Pick up the passage on nuclear electricity generation after its final sentence and continue writing it.

* [GIVEN TEXT]
════════════════
Nuclear electricity generation usually relies on the existence of a nearby large heat sink. Hence most nuclear power plants are located in the proximity of a dependable source of water such as a major river, lake or ocean.

A fission type nuclear power plant operates by splitting large fissionable fuel nuclei into smaller fission product nuclei. The difference in rest mass between a fissionable nucleus and its fission product nuclei becomes thermal energy which is absorbed by the nuclear reactor coolant. This thermal energy is used to make high pressure steam which is fed to a turbogenerator to produce electricity. The rate of electricity production is usually controlled by controlling the rate of nuclear heat production. The turbogenerator discharges low pressure steam into a condenser which transfers the steam's latent heat to an external heat sink.

A fission type nuclear fuel cycle is considered sustainable if the available surplus fission neutrons also convert abundant fertile fuel nuclei into new fissionable fuel nuclei at a rate sufficient to sustain the power production process.

Only dependable power sources can be used to black start a public electricity grid.

With the exception of a few jurisdictions such as British Columbia, Quebec, Washington State and Norway, which have both plentiful hydroelectric power and the geography required for seasonal hydraulic energy storage, most jurisdictions must rely on nuclear electricity generation for large scale supply of dependable clean electricity.
════════════════
* [EXTRACTED ENTRIES]
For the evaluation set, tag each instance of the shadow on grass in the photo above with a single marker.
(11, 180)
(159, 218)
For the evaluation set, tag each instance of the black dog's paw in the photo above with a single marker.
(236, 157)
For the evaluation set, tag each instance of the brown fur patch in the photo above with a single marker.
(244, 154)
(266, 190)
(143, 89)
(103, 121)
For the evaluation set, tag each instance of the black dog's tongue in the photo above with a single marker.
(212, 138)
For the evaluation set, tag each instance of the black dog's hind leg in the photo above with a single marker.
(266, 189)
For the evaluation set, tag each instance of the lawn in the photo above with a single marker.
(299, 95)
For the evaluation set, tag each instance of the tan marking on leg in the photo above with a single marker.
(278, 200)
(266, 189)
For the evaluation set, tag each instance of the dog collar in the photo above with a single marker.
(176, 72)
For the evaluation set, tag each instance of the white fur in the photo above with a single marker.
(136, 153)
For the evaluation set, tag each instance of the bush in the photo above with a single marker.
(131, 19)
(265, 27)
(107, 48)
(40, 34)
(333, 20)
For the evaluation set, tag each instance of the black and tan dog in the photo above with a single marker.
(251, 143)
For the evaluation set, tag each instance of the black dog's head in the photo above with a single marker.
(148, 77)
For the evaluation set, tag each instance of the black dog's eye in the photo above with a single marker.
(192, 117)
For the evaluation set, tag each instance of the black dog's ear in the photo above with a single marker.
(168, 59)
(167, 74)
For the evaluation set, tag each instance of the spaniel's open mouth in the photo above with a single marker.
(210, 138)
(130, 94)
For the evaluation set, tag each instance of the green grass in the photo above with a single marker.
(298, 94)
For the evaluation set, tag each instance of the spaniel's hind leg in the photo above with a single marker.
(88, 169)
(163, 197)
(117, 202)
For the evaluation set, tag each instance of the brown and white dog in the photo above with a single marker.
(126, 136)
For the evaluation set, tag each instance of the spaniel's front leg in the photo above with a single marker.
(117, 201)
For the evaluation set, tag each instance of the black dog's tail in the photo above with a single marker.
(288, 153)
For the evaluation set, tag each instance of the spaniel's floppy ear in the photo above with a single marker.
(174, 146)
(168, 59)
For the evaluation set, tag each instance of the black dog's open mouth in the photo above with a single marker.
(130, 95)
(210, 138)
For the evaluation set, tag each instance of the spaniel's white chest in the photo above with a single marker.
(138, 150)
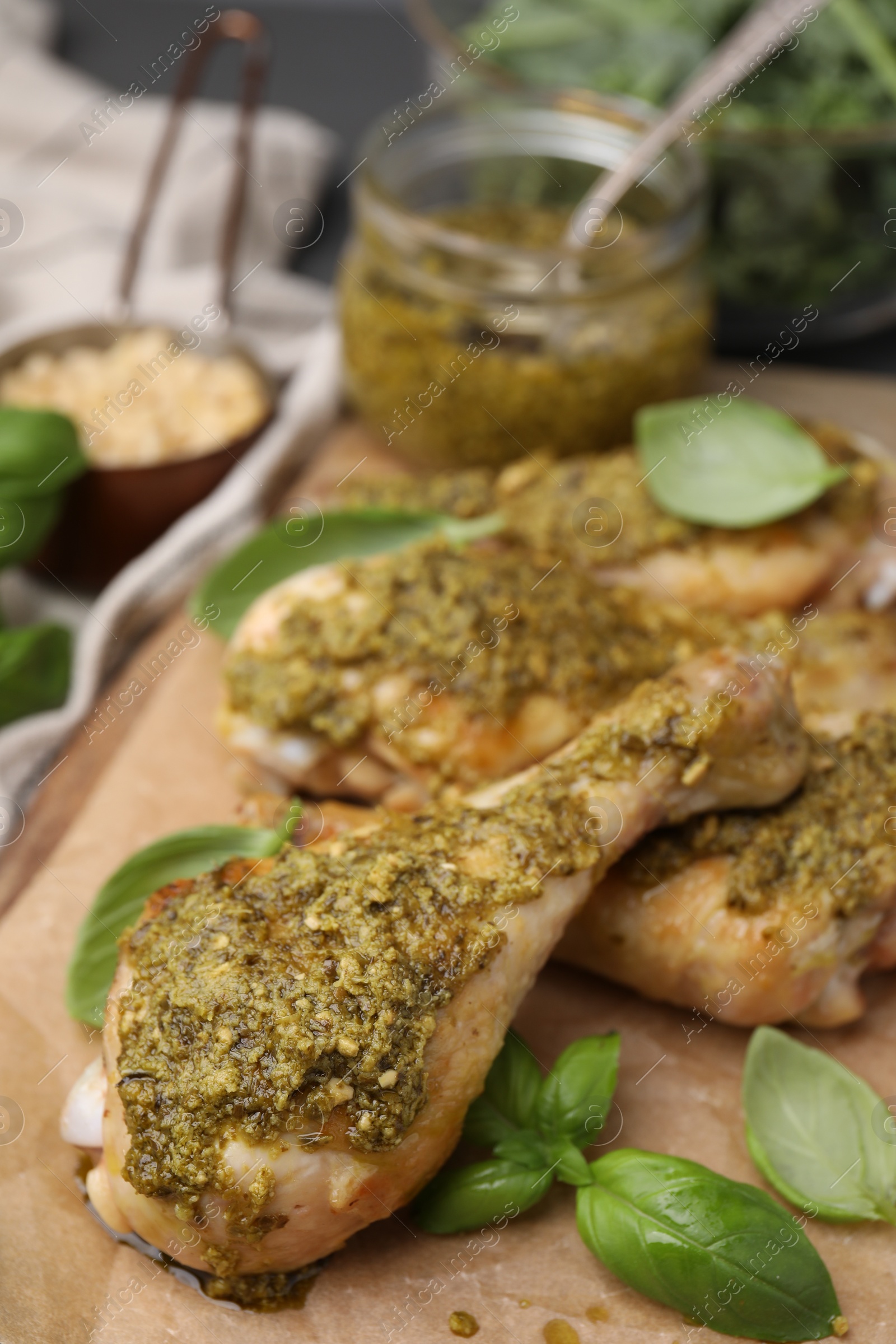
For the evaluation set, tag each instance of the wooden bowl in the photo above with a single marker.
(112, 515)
════════════════
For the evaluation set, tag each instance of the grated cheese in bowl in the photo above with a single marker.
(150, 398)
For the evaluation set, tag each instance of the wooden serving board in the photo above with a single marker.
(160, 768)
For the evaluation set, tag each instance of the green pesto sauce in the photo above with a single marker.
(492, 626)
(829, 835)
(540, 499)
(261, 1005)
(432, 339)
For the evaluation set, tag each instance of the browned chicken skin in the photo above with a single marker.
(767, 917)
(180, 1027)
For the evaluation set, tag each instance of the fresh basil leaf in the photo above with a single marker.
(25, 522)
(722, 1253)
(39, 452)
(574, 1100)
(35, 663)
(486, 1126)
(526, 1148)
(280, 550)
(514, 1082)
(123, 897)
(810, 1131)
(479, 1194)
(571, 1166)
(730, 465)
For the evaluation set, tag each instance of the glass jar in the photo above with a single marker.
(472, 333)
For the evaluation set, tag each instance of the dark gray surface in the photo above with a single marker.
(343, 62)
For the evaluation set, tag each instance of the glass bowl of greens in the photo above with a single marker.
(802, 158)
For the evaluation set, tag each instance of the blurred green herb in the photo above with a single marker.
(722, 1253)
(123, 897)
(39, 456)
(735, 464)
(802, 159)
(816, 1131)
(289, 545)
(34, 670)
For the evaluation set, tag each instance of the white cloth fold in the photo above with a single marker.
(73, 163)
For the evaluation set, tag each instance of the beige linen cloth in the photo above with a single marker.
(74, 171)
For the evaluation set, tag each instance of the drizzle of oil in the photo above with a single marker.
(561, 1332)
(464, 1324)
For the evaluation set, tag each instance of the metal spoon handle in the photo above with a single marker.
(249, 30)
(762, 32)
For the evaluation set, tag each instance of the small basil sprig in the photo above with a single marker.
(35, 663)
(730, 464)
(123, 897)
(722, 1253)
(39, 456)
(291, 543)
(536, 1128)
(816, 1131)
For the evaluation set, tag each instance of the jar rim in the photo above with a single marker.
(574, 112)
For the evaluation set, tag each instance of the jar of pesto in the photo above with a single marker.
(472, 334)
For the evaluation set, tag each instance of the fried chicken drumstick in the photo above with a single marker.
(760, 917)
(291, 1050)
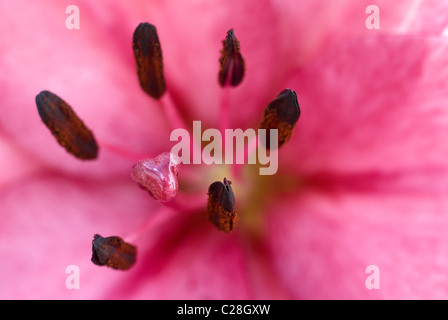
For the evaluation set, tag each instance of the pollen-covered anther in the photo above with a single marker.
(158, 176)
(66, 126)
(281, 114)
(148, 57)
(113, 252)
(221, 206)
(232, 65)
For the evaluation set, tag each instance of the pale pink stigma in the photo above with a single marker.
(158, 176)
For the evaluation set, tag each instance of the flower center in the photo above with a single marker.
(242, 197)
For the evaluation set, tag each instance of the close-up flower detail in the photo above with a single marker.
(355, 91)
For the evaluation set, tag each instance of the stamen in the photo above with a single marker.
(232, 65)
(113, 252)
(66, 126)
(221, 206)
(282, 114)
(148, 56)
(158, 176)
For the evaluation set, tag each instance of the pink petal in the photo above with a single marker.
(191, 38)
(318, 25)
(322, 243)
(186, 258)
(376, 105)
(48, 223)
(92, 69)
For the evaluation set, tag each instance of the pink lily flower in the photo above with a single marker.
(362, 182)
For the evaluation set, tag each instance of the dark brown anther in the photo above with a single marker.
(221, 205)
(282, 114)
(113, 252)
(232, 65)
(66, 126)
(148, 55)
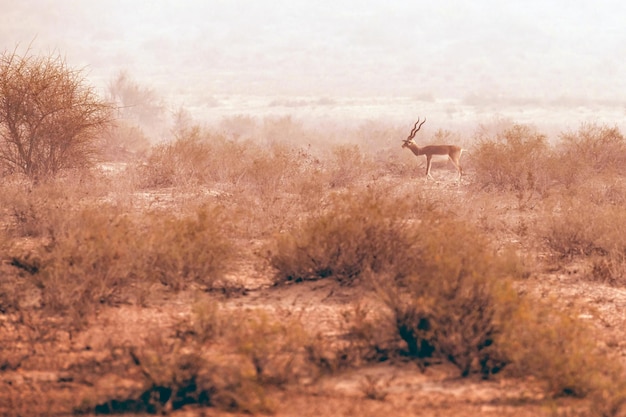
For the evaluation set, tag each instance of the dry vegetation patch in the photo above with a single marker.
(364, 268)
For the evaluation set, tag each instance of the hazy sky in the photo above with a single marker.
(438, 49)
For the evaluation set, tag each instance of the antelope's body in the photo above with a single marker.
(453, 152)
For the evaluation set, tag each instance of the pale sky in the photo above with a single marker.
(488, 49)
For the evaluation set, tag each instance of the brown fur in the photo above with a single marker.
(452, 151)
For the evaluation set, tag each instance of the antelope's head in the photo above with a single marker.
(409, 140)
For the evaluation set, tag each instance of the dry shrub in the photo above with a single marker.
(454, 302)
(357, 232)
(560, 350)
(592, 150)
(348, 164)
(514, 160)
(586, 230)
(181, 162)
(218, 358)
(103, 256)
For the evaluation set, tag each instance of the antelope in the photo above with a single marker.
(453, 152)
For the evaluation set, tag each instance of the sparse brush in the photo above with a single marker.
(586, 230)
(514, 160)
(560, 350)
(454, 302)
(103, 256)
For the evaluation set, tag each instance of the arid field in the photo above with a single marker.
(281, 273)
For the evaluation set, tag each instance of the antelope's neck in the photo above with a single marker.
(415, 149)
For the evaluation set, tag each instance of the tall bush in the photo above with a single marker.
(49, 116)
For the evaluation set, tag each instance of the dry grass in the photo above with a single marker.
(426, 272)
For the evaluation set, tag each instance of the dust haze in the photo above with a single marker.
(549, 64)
════════════════
* [OUTPUT BELOW]
The electric power output from a fleet of nuclear power stations is much more dependable than the electric power output from a fleet of wind and solar generators of similar plate capacity because:
a) Nuclear generators have a capacity factor of over 90% as compared to an average combined wind and solar generator capacity factor of about 30%;
b) Fast neutron reactors can be made suitable for load following;
c) The failure modes of nuclear generators are statistically independent whereas renewable generators have solar exposure related common mode failures;
d) The cost of sufficient transmission and energy storage to make seasonally variable wind and solar electricity generation dependable is prohibitive.

A summary of world nuclear power reactors is A Review on the Development of Nuclear Powwer Reactors

Random shutdown of one nuclear generator in a fleet of nuclear generators does not diminish the electric power output of the remaining nuclear generators whereas all the solar panels in a fleet stop producing electricity at night and almost all the wind generators in a fleet stop producing electricity during low wind periods. Redundant generation and transmission sufficient to compensate for the large scale local fluctuations in wind generation is prohibitively expensive.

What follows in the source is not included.